**TEXTE FOURNI**
══════════════════════════════

Se voyant opposer un refus par la Banque de France, les ayants droits ont saisi la CNIL d’une « plainte » comme le prévoit l’article 11 de la loi de 1978 sur l’informatique et les libertés.
La présidente de la CNIL adopta une décision de rejet, soumise à la censure du juge administratif.
Le Conseil d’Etat juge, après avoir rappelé les termes de l’article 39 4°
qu’il résulte de ces dispositions qu’elles ne prévoient la communication des données à caractère personnel qu’à la personne concernée par ces données ; qu’il suit de là que c’est à bon droit que la présidente de la CNIL, qui avait reçu délégation pour prendre la décision attaquée, a confirmé le refus opposé par la Banque de France à Mme et MMD…, qui ne pouvaient, en leur seule qualité d’ayants droit, être regardés comme des » personnes concernées «
3. Par une décision du 29 juin 2011 (Conseil d’Etat, SSR., 29 juin 2011, Ministre du Budget, requête numéro 339147, mentionnée aux tables), le Conseil d’Etat avait déjà eu à connaître d’une demande de communication faite par les ayants droits d’une personne décédée. La demande concernait la liste des comptes bancaires faite au centre des services informatiques (cellule FICOBA) du ministère de l’économie, des finances et de l’industrie. Dans sa décision du 29 juin 2011, le Conseil d’Etat considérait les données comme communicables et donné raison au TA de Meulun qui avait ordonné leur communication en considérant
qu’en jugeant, pour annuler la décision implicite de l’administration rejetant la demande des consorts A, que ceux-ci devaient être regardés, en leur qualité d’ayants droit héritant des soldes des comptes bancaires de leur tante, comme des personnes concernées au sens de l’article 39 de la loi du 6 janvier 1978, et bénéficiaient, sur ce fondement, de la possibilité d’accès qu’il prévoit, le tribunal administratif de Melun n’a pas commis d’erreur de droit
La différence entre les deux espèces tient au fait que dans la décision du 29 juin 2011, les ayants droits avaient un intérêt direct à l’accès à la liste des comptes bancaires. Dans l’espèce du 8 juin 2016, les données téléphoniques de la personne décédée n’avaient pas de lien direct avec les droits patrimoniaux des ayants droits.
4. La distinction entre les deux espèces peut être techniquement comprise.
Dans l’affaire de 2011, les héritiers avaient des droits sur les comptes bancaires en qualité d’ayants droits et en demandaient la liste pour pouvoir régler la succession. Dans l’affaire de 2016, la liste des appels téléphoniques ne concernaient que les données personnelles de la personne défunte. Or le décès éteint le droit d’accès aux données personnelles, qui ne sont donc pas transmissibles. Le Conseil d’Etat a laissé la question de côté dans son rapport annuel pour 2014 « Le numérique et les droits fondamentaux ». Mais la CNIL, publiant un billet sur la « mort numérique », considérait que « La loi ne prévoit pas la transmission des droits du défunt aux héritiers : un héritier ne peut donc, sur le fondement de la loi Informatique et Libertés, avoir accès aux données d’un défunt » (https://www.cnil.fr/fr/mort-numerique-ou-eternite-virtuelle-que-deviennent-vos-donnees-apres-la-mort-0).

══════════════════════════════

**DONNÉES FOURNIES**
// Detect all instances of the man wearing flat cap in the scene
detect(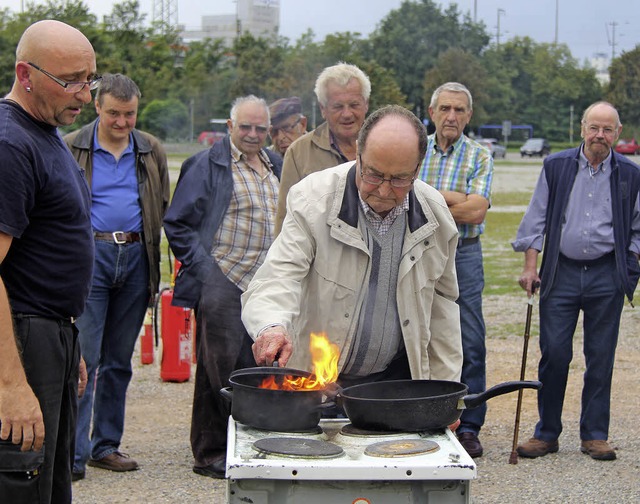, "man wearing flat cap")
[269,96,307,157]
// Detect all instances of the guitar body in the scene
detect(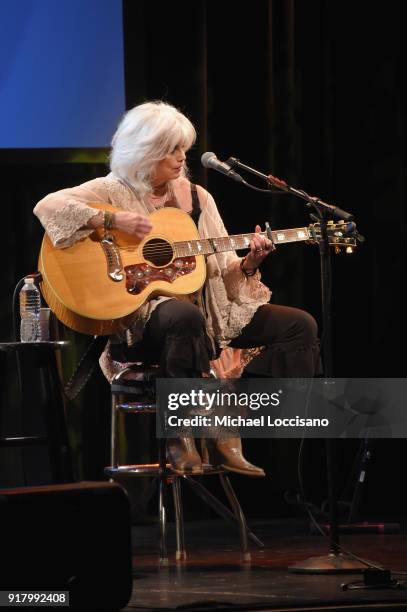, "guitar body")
[38,204,206,335]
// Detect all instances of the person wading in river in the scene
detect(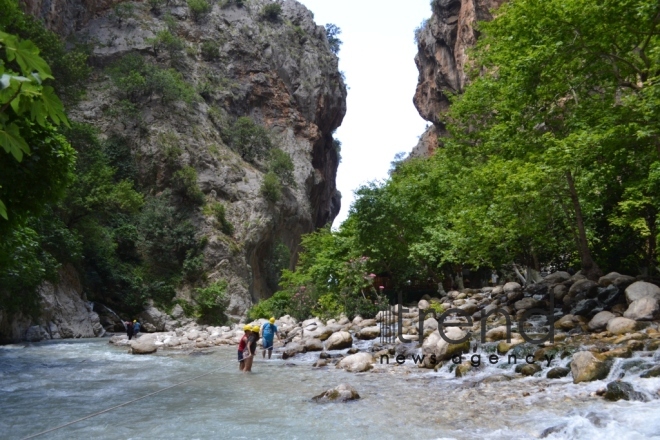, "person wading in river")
[125,321,134,341]
[243,325,259,373]
[261,318,280,359]
[238,325,252,371]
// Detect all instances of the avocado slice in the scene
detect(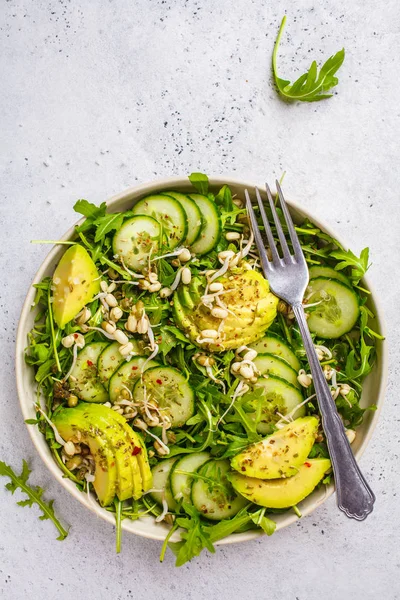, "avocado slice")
[231,417,318,479]
[103,410,153,492]
[75,404,142,500]
[53,408,118,506]
[229,458,331,508]
[53,244,100,328]
[173,266,278,352]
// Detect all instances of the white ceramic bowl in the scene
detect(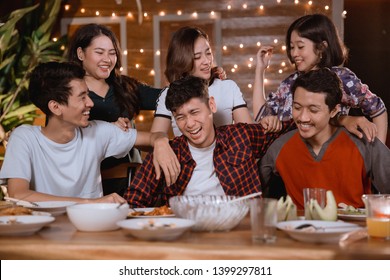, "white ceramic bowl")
[66,203,129,231]
[169,195,249,231]
[118,217,195,241]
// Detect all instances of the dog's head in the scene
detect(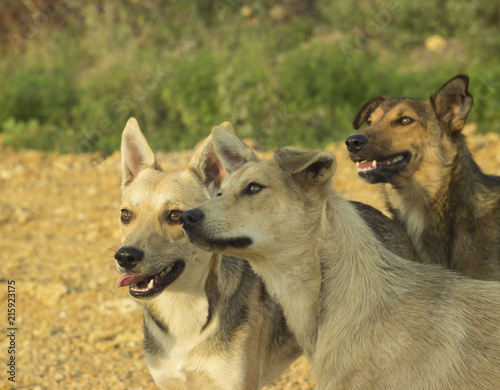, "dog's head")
[346,75,472,184]
[115,118,230,299]
[181,128,336,259]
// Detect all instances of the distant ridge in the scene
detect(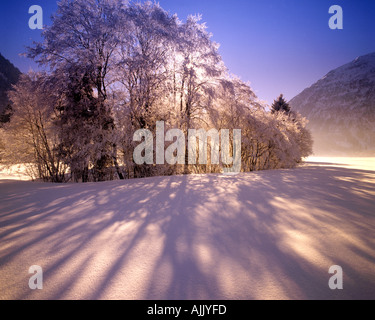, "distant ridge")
[290,52,375,155]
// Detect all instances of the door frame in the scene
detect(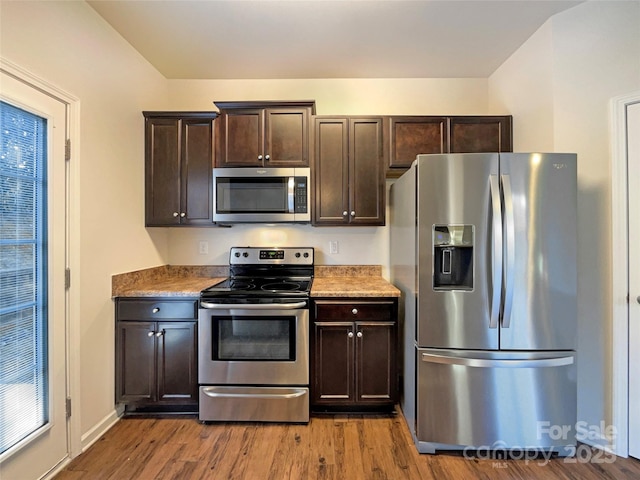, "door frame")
[0,57,82,464]
[609,91,640,458]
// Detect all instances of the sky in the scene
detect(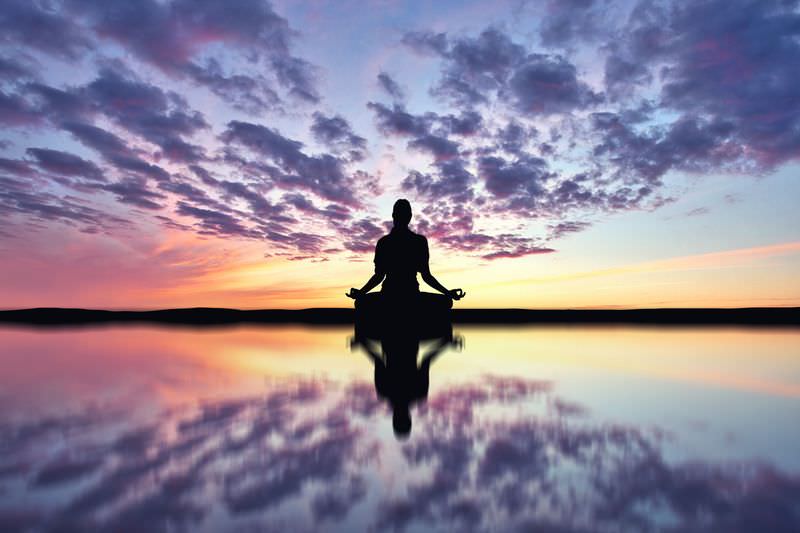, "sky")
[0,0,800,309]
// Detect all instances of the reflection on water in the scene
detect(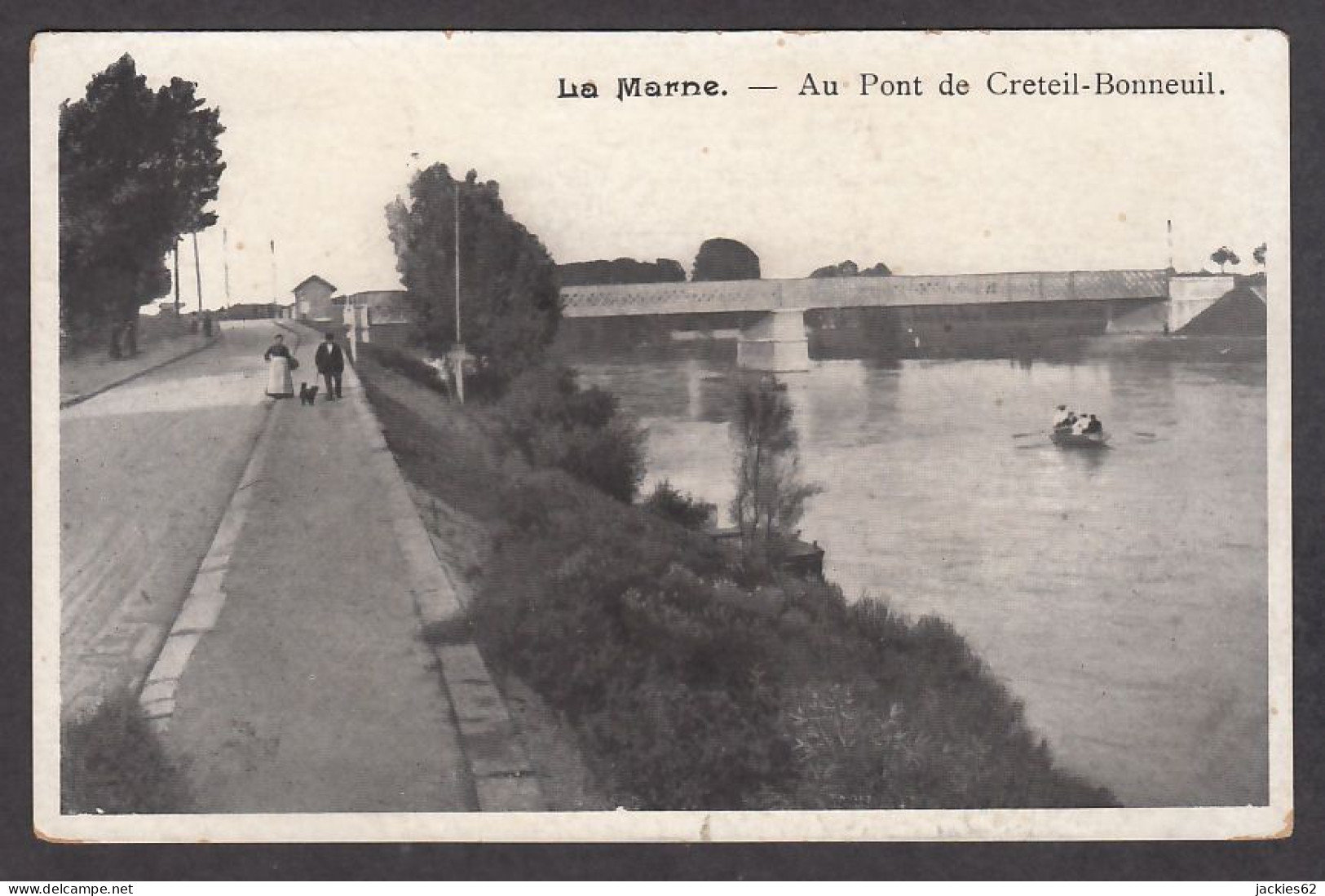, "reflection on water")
[581,339,1268,806]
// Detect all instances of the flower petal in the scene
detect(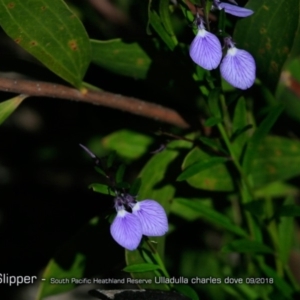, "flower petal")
[132,200,168,236]
[110,209,143,250]
[220,47,256,90]
[190,28,222,70]
[218,2,253,17]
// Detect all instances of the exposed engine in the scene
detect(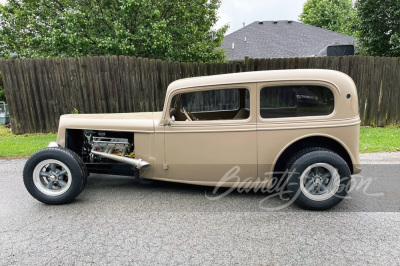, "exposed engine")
[82,130,135,163]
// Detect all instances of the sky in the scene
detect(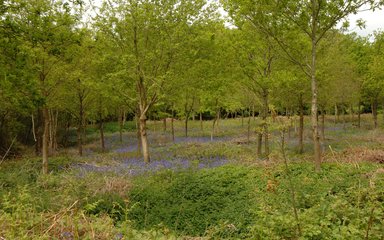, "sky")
[91,0,384,37]
[349,10,384,37]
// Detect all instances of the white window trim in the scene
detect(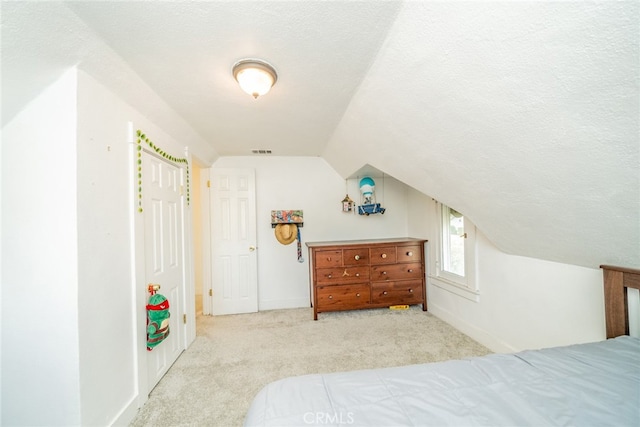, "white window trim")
[429,202,480,302]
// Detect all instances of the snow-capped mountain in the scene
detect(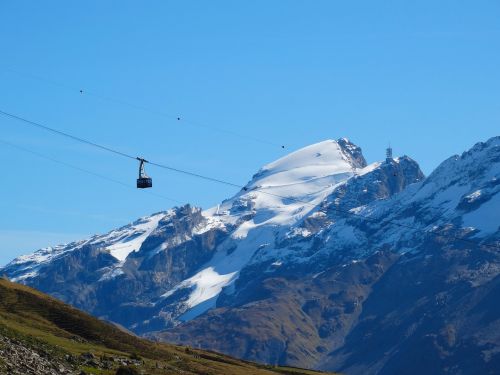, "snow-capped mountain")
[0,137,500,373]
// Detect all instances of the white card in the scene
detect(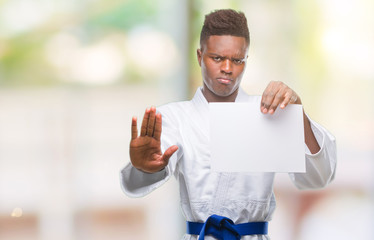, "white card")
[209,102,305,172]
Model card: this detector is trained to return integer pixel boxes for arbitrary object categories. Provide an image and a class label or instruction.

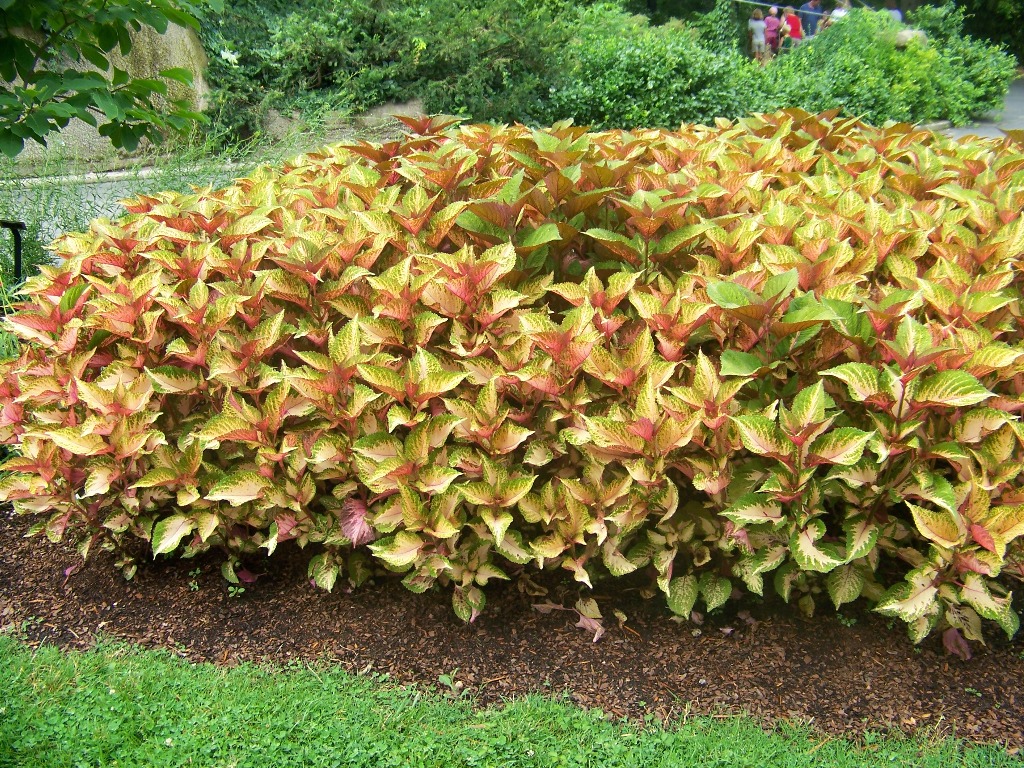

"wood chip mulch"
[0,512,1024,753]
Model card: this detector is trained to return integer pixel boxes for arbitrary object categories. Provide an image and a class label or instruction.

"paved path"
[943,79,1024,138]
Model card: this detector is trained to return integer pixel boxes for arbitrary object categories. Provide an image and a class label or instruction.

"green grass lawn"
[0,636,1022,768]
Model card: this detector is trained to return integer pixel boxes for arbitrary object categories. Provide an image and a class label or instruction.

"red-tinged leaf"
[340,499,377,547]
[152,515,196,557]
[970,523,995,552]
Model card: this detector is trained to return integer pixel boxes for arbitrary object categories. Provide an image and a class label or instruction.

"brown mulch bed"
[0,512,1024,752]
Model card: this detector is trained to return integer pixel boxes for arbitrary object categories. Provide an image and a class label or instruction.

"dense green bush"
[764,10,1014,125]
[531,3,760,127]
[0,115,1024,652]
[193,0,1013,137]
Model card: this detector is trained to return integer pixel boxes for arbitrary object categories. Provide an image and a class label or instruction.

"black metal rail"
[0,219,25,285]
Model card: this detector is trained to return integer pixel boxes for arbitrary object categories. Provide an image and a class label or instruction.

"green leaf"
[722,494,784,527]
[793,381,831,428]
[153,515,196,557]
[708,282,762,309]
[668,574,700,618]
[369,530,423,570]
[720,349,768,378]
[961,571,1020,638]
[790,519,844,573]
[730,415,795,457]
[821,362,883,401]
[698,570,732,611]
[874,565,939,624]
[906,502,967,549]
[913,371,992,408]
[204,471,273,507]
[808,427,874,467]
[825,564,865,608]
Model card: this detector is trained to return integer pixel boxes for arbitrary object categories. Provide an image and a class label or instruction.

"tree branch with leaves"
[0,0,222,158]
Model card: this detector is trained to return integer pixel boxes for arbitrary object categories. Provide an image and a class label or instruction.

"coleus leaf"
[370,530,424,571]
[153,514,196,557]
[825,563,866,608]
[700,570,732,611]
[808,427,874,467]
[906,502,968,549]
[668,573,700,618]
[790,519,845,573]
[145,366,203,394]
[913,371,992,408]
[339,499,377,548]
[874,564,939,624]
[204,471,273,507]
[722,494,785,527]
[729,414,796,458]
[961,572,1020,638]
[821,362,884,402]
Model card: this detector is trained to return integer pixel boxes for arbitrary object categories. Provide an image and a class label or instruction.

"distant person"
[829,0,850,22]
[800,0,821,37]
[765,5,782,55]
[782,5,804,48]
[746,8,768,65]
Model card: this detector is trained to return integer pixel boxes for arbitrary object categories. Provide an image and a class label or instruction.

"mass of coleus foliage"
[0,111,1024,649]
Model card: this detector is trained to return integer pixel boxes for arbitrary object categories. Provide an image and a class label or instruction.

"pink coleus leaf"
[971,523,995,552]
[341,499,377,547]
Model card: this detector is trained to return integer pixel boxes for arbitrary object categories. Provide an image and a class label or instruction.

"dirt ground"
[0,512,1024,753]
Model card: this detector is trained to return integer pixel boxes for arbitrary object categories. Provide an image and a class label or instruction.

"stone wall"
[18,25,210,163]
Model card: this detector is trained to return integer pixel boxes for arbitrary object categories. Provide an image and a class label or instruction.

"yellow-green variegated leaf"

══════════════════════════════

**CONSIGNE**
Recopiez à l'identique le passage du texte sur l'accès des ayants droit aux données d'un défunt, en commençant aux mots « Se voyant opposer » et en vous arrêtant après « du juge administratif. ».

**RÉPONSE**
Se voyant opposer un refus par la Banque de France, les ayants droits ont saisi la CNIL d’une « plainte » comme le prévoit l’article 11 de la loi de 1978 sur l’informatique et les libertés.
La présidente de la CNIL adopta une décision de rejet, soumise à la censure du juge administratif.